======== Items ========
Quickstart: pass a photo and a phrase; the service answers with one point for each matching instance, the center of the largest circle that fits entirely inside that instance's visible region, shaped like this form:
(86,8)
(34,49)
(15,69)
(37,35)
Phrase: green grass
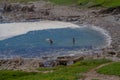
(102,3)
(85,3)
(59,73)
(111,69)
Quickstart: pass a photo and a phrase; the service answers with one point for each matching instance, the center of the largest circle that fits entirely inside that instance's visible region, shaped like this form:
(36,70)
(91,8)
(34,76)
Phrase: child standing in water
(50,41)
(73,41)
========
Task instructions
Rewrite all of the records above with every "service" replaced by "endpoint" and everything else unchanged. Leave the pictures out.

Task answer
Quickstart: pass a photo and a phrase; the endpoint answers with one point for each matching instance, the center of the largest circle that fits entirely inside that instance's visible region, shaped like this form:
(86,8)
(34,49)
(15,69)
(37,35)
Phrase: green grass
(102,3)
(85,3)
(59,73)
(111,69)
Quickstart: pass a photo and a phrase; the endpoint answers with one point for each matching instance, the center of the largest circle that fits entirely inside that instance's visible region, shaped like this form:
(36,70)
(91,8)
(34,76)
Phrase: child standing in water
(50,41)
(73,41)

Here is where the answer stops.